• _Work task_: Write out every entry once more, character for character.

• _Records supplied_:
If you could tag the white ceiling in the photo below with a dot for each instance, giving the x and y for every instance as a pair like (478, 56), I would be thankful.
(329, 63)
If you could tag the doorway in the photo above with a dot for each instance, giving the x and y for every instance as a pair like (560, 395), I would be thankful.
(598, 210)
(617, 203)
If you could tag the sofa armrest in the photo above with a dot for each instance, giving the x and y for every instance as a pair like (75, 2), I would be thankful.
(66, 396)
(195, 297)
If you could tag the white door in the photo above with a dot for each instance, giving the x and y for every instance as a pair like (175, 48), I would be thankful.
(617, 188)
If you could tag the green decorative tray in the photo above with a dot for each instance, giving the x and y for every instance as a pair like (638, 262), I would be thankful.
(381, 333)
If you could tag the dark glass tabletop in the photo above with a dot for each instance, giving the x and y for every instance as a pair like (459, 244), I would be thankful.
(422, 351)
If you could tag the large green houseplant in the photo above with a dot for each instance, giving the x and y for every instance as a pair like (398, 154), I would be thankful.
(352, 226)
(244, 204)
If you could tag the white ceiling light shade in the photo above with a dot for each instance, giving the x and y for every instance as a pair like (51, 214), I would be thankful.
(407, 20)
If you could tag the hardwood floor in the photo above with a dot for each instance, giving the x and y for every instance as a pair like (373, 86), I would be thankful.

• _Solution for this exercise_:
If you could tag the white ceiling in the photo below with a dot for each instance, giving the x and y for every instance as a pair like (478, 56), I would be thankful.
(329, 63)
If you could tag the doorway in the photo above with a dot for each instance, giving the x and y for every instance as a pair like (560, 395), I would be thankful.
(598, 210)
(617, 203)
If you could tag the sofa armrest in the photo above with a dot for each instance, giving the x and y for every instance as a pair like (75, 2), I would be thankful.
(66, 396)
(195, 297)
If you could tag the white door in the photo above with a dot for each instance, giving the x and y for every instance as a pair like (175, 48), I would be thankful.
(617, 188)
If you could tag the green decorative tray in the photo above with a dot for each instance, giving the x and y for every instance as a pair like (638, 262), I would be thankful.
(381, 333)
If you could tag the dark glass tabletop in the photo above with a dot for each instance, giving the x and y for every instance as a pair like (459, 244), I would be thankful.
(422, 351)
If you could tag the large green houseplant in the photo above with a dot for each instance, giving the x and y for every instance as a pair like (398, 154), I would be thankful.
(352, 226)
(244, 204)
If you could tag the white ceiling light shade in the photo above with a dot for each instance, giving the x and y for every instance as a pair like (51, 214), I would be thankful.
(407, 20)
If you could tag the hardwood floor in the photo above with a dot for each instance, giving the x and y for every instance as a pair like (373, 86), I would be thankful.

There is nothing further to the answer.